In something of a culture shock, the pair found themselves on a primordial Caribbean island with intense heat, looming volcanoes and hurricanes, unsure if they had a home.
“It was the local Lucians who brought us in and made us feel that we belonged,” says Phil. “They involved us in the local community, invited us to Christmas dinners, communions – the lot. They’ve stood by us and helped us for the past eight years.”
An engineer by trade, Phil had never designed a hotel before.
“I designed factories. but I like a challenge,” he smiles.
And a challenge it was, every step of the way. In 2007, Hurricane Dean ripped through the island, flattening a year’s hard work on the plantation. Hurricane Tomas followed in 2010, demolishing much of saint Lucia and tragically claiming the lives of close friends of the buckleys.
“The hurricane ripped the coconuts off the trees and turned them into cannonballs,” Phil recalls sadly.
“The government issued a state of emergency. We were devastated, all of us. but we never wanted to give up.”
“You just plough through together,” adds Judy. “We went out into the community and helped our friends put the roofs back on their homes.” When Boucan opened in 2011, it became a wild success, drawing worldwide acclaim, numerous celebrity guests and appearances on television.
The monumental scale of the landscape around Boucan is jawdropping. A real-life Jurassic park roars into life before your eyes, the piton mountains towering majestically in a vivid, glossy riot of greenery and tropical flora.
Everything has been meticulously thought out, from the showstopping view at the infinity pool to the perfectly positioned Lodges that catch the cooling breeze from the Caribbean sea.
Better than any West End show, the natural stage unfolds every evening for an unforgettably dramatic experience. The golden sun gently slides between the theatrical Pitons, resting finally behind Petit Piton for the perfect backlighting. Sitting and watching the sun set with a Cocoa Bellini in hand is an almost spiritual delight to the senses.

— Stored data entries —
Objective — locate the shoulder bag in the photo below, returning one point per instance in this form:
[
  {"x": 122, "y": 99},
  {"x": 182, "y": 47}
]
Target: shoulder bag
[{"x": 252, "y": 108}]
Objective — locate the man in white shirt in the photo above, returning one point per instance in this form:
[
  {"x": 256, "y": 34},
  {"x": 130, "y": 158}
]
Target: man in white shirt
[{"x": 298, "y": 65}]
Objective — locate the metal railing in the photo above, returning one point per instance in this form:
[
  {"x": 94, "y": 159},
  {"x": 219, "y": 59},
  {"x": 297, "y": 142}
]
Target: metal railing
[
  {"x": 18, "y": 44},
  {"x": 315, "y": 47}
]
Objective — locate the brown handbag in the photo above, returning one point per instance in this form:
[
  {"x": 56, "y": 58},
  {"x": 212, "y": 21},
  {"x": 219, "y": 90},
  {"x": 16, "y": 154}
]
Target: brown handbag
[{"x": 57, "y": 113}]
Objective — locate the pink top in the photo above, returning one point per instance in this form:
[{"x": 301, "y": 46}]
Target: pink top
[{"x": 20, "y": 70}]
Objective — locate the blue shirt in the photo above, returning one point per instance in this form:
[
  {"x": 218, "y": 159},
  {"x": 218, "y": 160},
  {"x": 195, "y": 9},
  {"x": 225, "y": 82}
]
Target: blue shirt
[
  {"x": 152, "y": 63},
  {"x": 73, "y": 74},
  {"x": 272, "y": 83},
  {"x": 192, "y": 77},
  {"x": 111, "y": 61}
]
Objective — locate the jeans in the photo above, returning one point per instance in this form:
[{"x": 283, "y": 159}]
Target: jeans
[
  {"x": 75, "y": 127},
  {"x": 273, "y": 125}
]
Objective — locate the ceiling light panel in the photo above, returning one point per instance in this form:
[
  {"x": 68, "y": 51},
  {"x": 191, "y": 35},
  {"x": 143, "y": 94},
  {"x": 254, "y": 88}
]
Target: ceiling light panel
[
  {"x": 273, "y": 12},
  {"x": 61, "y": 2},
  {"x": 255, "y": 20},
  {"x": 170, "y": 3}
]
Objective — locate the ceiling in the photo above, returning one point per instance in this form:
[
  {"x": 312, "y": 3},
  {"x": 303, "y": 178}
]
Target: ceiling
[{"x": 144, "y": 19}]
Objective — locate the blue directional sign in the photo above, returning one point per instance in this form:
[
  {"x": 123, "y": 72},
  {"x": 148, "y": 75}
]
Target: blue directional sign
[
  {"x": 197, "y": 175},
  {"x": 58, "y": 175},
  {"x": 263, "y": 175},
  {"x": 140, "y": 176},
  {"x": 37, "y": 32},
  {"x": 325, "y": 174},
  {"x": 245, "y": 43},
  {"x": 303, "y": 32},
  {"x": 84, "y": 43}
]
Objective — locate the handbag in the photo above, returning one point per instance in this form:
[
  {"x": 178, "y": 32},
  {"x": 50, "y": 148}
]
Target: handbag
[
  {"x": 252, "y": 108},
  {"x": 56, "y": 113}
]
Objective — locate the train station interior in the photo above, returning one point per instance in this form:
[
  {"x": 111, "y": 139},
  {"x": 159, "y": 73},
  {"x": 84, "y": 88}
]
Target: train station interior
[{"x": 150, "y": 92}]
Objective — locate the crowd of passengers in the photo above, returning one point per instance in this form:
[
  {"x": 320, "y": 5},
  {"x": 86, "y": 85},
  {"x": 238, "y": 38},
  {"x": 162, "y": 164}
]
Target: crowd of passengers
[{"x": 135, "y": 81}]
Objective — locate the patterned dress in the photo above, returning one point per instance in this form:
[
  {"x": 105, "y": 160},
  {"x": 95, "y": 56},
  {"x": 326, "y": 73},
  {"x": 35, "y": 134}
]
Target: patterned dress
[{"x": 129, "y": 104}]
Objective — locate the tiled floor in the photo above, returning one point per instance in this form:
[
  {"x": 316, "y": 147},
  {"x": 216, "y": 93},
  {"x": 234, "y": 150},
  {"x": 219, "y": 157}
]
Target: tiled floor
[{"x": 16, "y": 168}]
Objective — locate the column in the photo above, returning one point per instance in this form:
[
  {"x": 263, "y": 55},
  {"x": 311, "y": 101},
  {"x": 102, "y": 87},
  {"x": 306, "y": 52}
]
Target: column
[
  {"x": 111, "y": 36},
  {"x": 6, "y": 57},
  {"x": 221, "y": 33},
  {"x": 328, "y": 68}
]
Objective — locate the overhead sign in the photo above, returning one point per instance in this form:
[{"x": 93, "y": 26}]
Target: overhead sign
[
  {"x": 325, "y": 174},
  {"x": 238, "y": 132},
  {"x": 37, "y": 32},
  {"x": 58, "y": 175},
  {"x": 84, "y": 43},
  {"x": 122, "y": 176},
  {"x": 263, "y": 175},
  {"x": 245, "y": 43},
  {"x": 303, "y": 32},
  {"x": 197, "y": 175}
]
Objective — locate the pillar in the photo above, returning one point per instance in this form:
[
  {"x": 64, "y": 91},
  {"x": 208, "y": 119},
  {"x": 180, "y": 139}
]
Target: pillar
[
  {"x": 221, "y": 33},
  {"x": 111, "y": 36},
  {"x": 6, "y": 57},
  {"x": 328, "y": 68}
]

— Assignment A —
List every year mentioned in the Boucan passage.
— Assignment B —
Continue the Boucan passage from where it ends.
These lines play no part in the work here.

— Expected answer A —
2007, 2010, 2011

— Expected answer B —
“This isn’t about glass elevators going up to the mountains,” explains an animated Phil. “It’s not a hotel. This is barefoot luxury. Guests come here and they experience a whole new lifestyle during their stay with us. Hitting the wow factor is what we wanted to do and I think we’ve done it.”
Phil also went on to establish our Island Growers programme, forging an ethical trading partnership with more 150 local farmers that has restored Saint Lucia’s fame for its prized variety of fine cocoa.
In 2012, Hotel Chocolat also created the world’s first ever single-côte chocolate bar, with cocoa harvested from the Marcial côte of Rabot Estate. Billed by The Telegraph as the ‘world’s most exclusive chocolate bar’, with notes of ‘shiraz wine, antique oak, roasted cocoa and stewed spiced plums’, it swiftly sold out.
The passion and energy that pours out of Phil and Judy is captivating. Listening to them talk and finish each other’s sentences, you quickly realise that they are something of an inimitable force. Phil gestures around expansively as he tells me excitedly about Project Genesis, the long-anticipated chocolate manufactory currently under construction. Judy has quietly left, her lilting Welsh tones in the background warmly welcoming the latest open-mouthed guests to Boucan.
Loved and respected within the community here, the pair are happily, as Phil says, “stuck in like an Alabama tick”. And they’ve only just begun.